## WHAT TO DO:
Rewrite the items from the line with "front bumper, and" up to and including the last line of the items, putting "vehicle hood" in place of "car hood" and changing nothing else.
*** DATA SHOWN
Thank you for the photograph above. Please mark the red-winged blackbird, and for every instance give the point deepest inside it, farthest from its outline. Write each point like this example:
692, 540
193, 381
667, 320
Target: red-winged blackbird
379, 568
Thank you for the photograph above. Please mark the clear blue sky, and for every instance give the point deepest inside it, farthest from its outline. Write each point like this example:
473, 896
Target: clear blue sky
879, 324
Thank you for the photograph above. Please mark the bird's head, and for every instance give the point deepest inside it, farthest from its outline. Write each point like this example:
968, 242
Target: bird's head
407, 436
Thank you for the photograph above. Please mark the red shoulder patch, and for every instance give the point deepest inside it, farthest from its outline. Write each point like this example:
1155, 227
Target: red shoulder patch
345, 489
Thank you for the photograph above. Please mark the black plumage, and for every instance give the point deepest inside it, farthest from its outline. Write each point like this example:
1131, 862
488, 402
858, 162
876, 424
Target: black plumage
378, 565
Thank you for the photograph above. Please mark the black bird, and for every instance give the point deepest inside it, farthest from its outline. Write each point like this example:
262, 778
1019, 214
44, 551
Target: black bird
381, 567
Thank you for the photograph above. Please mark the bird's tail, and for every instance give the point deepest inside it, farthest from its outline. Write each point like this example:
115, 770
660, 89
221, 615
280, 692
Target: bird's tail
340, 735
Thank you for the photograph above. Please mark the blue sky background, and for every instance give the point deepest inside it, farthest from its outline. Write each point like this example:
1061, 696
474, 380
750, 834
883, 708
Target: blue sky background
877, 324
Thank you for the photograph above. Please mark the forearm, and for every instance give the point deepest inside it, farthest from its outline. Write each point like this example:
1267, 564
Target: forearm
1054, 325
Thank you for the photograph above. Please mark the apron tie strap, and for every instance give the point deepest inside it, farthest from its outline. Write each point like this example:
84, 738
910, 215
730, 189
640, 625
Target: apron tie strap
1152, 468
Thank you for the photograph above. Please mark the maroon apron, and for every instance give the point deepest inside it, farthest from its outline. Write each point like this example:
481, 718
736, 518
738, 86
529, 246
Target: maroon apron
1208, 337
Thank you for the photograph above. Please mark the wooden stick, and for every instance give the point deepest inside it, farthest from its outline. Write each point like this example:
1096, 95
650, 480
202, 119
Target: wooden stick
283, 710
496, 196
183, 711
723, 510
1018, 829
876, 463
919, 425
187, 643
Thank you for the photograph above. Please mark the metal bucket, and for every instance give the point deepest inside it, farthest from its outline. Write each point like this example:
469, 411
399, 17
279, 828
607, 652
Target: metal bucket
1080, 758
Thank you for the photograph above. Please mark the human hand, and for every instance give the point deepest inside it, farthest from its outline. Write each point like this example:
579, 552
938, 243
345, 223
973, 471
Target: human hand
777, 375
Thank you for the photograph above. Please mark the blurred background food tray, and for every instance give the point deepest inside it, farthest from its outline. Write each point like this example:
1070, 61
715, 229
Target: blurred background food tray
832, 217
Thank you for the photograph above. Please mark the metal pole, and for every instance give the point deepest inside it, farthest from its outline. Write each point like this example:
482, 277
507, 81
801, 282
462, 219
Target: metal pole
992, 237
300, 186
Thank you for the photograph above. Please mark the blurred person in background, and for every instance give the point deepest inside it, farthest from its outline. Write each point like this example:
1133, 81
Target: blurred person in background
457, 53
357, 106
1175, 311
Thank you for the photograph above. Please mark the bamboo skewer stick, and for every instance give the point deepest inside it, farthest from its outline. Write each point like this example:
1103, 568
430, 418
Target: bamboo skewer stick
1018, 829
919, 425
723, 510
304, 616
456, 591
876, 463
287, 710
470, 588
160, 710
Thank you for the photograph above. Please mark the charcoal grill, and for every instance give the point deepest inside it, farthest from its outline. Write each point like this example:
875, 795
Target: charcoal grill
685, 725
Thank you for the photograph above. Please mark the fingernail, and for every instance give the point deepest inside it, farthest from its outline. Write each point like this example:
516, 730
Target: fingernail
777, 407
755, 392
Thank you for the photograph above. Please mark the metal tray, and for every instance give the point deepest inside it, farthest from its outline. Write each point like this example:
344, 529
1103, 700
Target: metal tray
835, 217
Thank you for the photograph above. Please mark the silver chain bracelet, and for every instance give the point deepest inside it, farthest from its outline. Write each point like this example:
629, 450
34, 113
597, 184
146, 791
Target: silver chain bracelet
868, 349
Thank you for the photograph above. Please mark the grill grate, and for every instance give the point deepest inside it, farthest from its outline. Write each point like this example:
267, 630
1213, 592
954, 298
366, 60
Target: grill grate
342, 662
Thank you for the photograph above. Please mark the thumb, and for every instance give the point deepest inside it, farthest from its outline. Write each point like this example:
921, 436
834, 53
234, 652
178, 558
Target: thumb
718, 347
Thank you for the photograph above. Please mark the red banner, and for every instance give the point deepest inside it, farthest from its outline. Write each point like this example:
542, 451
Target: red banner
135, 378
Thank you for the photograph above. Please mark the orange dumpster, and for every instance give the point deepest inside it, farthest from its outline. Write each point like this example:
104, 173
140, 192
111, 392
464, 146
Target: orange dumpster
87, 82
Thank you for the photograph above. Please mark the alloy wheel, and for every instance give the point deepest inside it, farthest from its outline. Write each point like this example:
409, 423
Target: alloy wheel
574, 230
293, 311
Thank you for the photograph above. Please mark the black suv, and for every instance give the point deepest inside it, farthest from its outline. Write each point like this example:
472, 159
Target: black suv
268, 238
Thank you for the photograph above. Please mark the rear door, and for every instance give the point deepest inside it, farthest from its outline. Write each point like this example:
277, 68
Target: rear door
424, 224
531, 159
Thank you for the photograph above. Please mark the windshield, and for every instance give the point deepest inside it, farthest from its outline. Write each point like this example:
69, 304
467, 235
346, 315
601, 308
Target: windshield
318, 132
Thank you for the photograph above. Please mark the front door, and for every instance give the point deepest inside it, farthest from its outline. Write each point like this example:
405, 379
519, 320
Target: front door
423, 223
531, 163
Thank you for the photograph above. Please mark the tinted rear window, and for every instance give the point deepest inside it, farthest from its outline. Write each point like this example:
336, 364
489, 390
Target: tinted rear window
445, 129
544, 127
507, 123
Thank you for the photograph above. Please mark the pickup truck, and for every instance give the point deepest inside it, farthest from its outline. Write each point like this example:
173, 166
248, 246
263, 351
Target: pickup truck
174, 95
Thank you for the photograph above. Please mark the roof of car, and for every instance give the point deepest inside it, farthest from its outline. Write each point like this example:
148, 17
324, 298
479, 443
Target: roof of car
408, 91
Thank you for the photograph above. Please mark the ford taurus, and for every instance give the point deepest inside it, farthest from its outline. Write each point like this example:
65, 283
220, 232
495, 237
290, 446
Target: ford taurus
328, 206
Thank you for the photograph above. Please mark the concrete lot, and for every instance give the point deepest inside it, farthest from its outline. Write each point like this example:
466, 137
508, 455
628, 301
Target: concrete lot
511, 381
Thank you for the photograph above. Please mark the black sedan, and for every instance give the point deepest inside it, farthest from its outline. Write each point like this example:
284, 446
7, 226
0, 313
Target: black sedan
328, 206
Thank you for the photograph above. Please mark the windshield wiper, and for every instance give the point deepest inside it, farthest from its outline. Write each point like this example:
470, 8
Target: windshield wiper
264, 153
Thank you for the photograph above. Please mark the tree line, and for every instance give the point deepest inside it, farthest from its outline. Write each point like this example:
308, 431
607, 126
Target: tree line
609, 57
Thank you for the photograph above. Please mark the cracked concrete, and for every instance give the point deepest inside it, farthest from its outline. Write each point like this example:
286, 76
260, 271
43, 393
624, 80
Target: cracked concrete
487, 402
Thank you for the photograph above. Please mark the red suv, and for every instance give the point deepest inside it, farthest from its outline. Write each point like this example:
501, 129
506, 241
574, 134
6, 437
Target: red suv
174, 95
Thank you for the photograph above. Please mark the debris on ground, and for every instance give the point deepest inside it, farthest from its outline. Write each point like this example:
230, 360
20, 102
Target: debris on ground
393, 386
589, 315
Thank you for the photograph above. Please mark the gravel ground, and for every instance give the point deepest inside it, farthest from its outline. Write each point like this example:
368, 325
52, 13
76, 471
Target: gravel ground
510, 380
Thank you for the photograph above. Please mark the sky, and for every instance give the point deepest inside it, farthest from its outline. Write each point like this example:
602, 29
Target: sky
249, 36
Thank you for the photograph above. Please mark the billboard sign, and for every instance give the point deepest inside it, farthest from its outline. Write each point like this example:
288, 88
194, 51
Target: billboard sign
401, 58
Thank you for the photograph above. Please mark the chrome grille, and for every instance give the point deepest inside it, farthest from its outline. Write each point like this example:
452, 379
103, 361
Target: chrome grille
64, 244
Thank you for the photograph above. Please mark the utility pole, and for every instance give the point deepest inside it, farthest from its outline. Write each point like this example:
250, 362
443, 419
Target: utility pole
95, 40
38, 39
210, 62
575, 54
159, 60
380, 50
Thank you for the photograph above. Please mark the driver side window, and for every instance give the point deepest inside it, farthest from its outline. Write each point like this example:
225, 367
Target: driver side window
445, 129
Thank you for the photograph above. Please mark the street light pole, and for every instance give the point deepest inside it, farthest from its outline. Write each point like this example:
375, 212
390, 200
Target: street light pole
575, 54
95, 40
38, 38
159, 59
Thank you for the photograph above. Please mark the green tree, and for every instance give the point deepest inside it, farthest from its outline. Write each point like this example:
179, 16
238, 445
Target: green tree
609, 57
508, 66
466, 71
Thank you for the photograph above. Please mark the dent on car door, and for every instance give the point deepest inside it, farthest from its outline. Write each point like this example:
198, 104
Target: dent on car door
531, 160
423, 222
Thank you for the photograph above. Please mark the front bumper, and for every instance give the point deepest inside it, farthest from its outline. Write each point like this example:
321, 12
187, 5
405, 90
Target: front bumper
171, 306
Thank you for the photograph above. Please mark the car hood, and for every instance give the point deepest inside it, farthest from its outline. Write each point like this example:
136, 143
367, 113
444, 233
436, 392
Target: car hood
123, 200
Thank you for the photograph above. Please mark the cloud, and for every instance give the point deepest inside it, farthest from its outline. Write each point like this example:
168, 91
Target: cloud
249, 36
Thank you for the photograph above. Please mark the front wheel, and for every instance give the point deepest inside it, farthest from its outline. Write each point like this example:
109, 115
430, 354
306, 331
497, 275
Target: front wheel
******
## RIGHT ANSWER:
Thank you for the photograph above. Please mark the front bumper, and for every instance give the point deepest inside it, farthest from its outline. Write each point like this example:
321, 12
187, 5
405, 90
Target: front bumper
171, 306
Thank you for the photograph above. Please mark the vehicle hood, and for every instance give the point deepest inside it, farthest from its outline. Write each point like this example:
136, 143
367, 113
444, 233
436, 392
Target: vehicle hood
123, 200
Thank you for the photograph above. Please mark the cloud, and for every instance give the point deepest inside it, farthest from its outline. Write each point like this example:
168, 91
Target: cloud
249, 36
Thank you for the photograph above. Please mark the front wheel, and for every instance give the point deepest inside it, farthest from its outline. Write each point like this example:
109, 115
430, 354
306, 331
497, 275
Target: front wheel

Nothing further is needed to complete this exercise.